Vos tâches:
1. Relevez tous les outils agricoles nommés dans l'extrait sur les Sudistes au Brésil.
2. Reformulez sous forme de liste le paragraphe de l'extrait sur les Sudistes au Brésil qui commence par « Sa sympathie pour les Sudistes », en gardant ses faits essentiels.
3. Répondez aux questions suivantes d'après l'extrait sur les Sudistes au Brésil.
(a) Depuis quelle année le pays est-il une monarchie impériale ?
(b) Quel nom les Brésiliens donnent-ils aux Sudistes ?
(c) Quelles agglomérations la majorité des exilés créent-ils ?

Texte extrait:
● ● ● ● ● ● ●

Ce pays est alors une monarchie impériale depuis 1822 et, si l’on fait abstraction de la différence religieuse, ses valeurs civilisationnelles sont traditionnelles et très proches de celles du Sud que l’empereur Pedro II a d’ailleurs soutenu activement durant toute la guerre civile.
Sa sympathie pour les Sudistes ne cesse pas avec leur défaite, il leur offre de nombreux avantages économiques et fiscaux pour faciliter leur implantation, les exempte de service militaire et garantit leur liberté religieuse. Il pousse même la provocation vis-à-vis des États-Unis jusqu’à aller accueillir en personne les premiers exilés à leur débarquement à Rio tandis que, symboliquement, une fanfare militaire joue Dixie.
Les arrivées s’étalent sur plusieurs années et les voyages par mer ne sont pas toujours sans difficultés. Certains navires coulent corps et biens, soit qu’ils aient été sabotés par des Yankees poursuivant toujours les Sudistes de leur haine, soit qu’ils aient été victimes de fortunes de mer. Il est à noter que certains de ces exilés sont volontairement accompagnés de leurs ex-esclaves auxquels les Yankees viennent pourtant d’accorder la « liberté ».
Si les Sudistes, à qui les Brésiliens donnent le nom de Confederados que leurs descendants ont conservé, s’établissent dans les villes de Rio de Janeiro et de Sao Polo lorsqu’ils ont une profession artisanale ou libérale, ceux qui ont un passé agricole s’enfoncent dans les terres et fondent des colonies jusque dans des régions aussi peu hospitalières que l’Amazonie. Toutefois, la majorité des exilés se rassemblent autour de deux agglomérations qu’ils créent : Santa Barbara d’Oeste et Americana où ils bâtissent des églises baptistes, des écoles anglophones et où ils maintiennent leurs traditions.
Les Sudistes apportent avec eux des outils agricoles alors inconnus au Brésil tels les herses, les charrues à disque, les faneuses, etc., ce qui révolutionne les méthodes de culture. Ils introduisent aussi des variétés végétales toutes aussi inconnues comme le melon d’eau et la noix de pecan qui connaissent un grand succès commercial. Et le Brésil ne peut que se féliciter de son accueil.

● ● ● ● ● ● ●

Données d'ancrage entre texte et région
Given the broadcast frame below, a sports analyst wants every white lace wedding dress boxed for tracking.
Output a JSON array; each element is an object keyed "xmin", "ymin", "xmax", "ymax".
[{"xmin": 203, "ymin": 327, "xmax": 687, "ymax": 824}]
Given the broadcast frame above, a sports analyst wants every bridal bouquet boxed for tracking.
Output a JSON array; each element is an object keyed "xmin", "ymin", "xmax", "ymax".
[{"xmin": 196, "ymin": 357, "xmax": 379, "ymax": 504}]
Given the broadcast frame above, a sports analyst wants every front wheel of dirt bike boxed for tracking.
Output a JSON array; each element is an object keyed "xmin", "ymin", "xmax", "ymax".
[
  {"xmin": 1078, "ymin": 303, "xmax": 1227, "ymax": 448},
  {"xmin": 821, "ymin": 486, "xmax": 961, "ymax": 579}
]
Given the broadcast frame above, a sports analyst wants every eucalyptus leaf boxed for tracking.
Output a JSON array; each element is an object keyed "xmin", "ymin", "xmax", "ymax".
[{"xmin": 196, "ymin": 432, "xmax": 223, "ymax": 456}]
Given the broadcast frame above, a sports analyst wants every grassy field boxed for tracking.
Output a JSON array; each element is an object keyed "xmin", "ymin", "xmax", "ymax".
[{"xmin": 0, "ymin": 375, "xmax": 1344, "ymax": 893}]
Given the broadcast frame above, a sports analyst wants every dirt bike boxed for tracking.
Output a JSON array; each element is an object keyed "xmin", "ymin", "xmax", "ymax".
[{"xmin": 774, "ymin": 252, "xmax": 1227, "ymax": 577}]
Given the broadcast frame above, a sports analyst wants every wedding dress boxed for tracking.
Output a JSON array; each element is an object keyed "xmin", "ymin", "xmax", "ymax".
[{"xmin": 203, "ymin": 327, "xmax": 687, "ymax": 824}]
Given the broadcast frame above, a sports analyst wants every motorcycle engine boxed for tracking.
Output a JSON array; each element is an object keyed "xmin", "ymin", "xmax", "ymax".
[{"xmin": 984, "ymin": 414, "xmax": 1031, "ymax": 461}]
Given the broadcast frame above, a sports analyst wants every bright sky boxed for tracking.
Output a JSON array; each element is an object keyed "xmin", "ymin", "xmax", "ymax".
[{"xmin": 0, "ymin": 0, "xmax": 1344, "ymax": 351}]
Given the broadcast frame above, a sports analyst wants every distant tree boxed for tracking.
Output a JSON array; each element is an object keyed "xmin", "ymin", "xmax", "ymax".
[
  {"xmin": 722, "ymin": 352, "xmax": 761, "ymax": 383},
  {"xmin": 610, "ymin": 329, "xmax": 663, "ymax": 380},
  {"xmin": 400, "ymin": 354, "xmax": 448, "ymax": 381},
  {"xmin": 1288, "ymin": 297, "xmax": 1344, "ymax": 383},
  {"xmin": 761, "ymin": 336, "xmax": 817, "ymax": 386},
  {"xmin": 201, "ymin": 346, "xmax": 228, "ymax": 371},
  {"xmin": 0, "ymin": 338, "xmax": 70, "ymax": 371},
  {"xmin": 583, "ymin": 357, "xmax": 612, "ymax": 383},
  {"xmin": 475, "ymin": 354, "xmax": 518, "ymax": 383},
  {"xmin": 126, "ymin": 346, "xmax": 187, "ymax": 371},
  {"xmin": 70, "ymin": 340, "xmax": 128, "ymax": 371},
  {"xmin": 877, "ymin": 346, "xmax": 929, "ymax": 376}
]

● ● ● ● ● ● ●

Réponses attendues:
1. Les herses, les charrues à disque, les faneuses.

2.
- La sympathie de l'empereur pour les Sudistes continue après leur défaite.
- Il leur offre de nombreux avantages économiques et fiscaux pour faciliter leur implantation.
- Il les exempte de service militaire.
- Il garantit leur liberté religieuse.
- Il accueille en personne les premiers exilés à leur débarquement à Rio, tandis qu'une fanfare militaire joue Dixie.

3.
(a) Depuis 1822.
(b) Confederados.
(c) Santa Barbara d'Oeste et Americana.